== Your instructions ==
Rewrite the items beginning at the line that contains "Put a marker on each instance of the green" and ending after the line that contains "[(106, 101), (125, 100)]", swapping "Marks" for "Points" and leaving everything else unchanged.

== Input data ==
^^^^^^^^
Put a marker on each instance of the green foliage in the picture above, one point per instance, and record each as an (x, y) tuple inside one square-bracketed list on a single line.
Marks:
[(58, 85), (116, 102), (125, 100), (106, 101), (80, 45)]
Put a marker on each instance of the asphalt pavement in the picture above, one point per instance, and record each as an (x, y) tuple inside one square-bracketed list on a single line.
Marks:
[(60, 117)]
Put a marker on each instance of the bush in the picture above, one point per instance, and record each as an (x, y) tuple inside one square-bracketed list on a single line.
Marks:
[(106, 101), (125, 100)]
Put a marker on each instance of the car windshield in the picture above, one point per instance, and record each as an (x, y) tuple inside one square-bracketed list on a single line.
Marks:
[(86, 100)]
^^^^^^^^
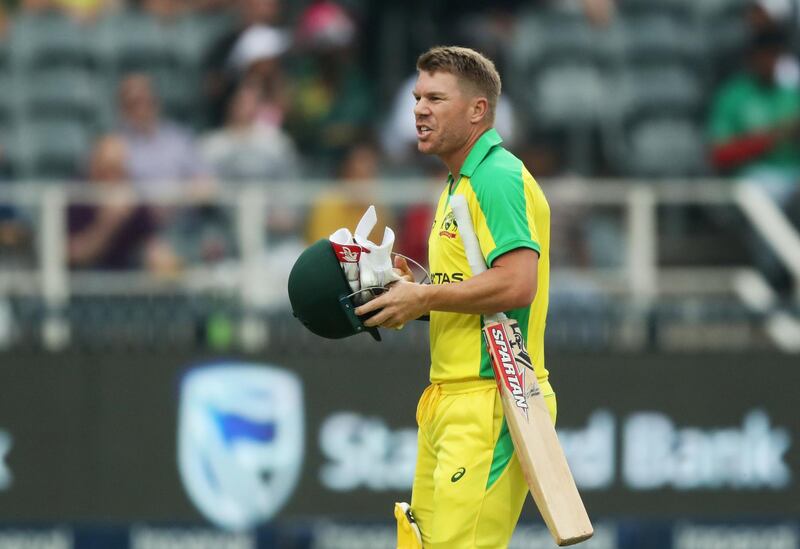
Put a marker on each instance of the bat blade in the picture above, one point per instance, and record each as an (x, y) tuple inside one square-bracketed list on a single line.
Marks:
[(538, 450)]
^^^^^^^^
== Response below ==
Put a marker on each instance of the green foliage in the picture above, one point per instance, and record each as an (x, y) tuple inside one square-bracketed list on a single line.
Points:
[(58, 85), (116, 102), (125, 100), (106, 101), (80, 45)]
Put a marker on each instance of the asphalt pavement in the picture above, one point per instance, and record each as an (x, y) tuple inside one square-bracketed list on a single line.
Points:
[(60, 117)]
Put a marker on each instance of the bush in the picture above, one point per instance, and record each as an (x, y) tuple inside one square-bracketed list on a single line.
Points:
[(106, 101), (125, 100)]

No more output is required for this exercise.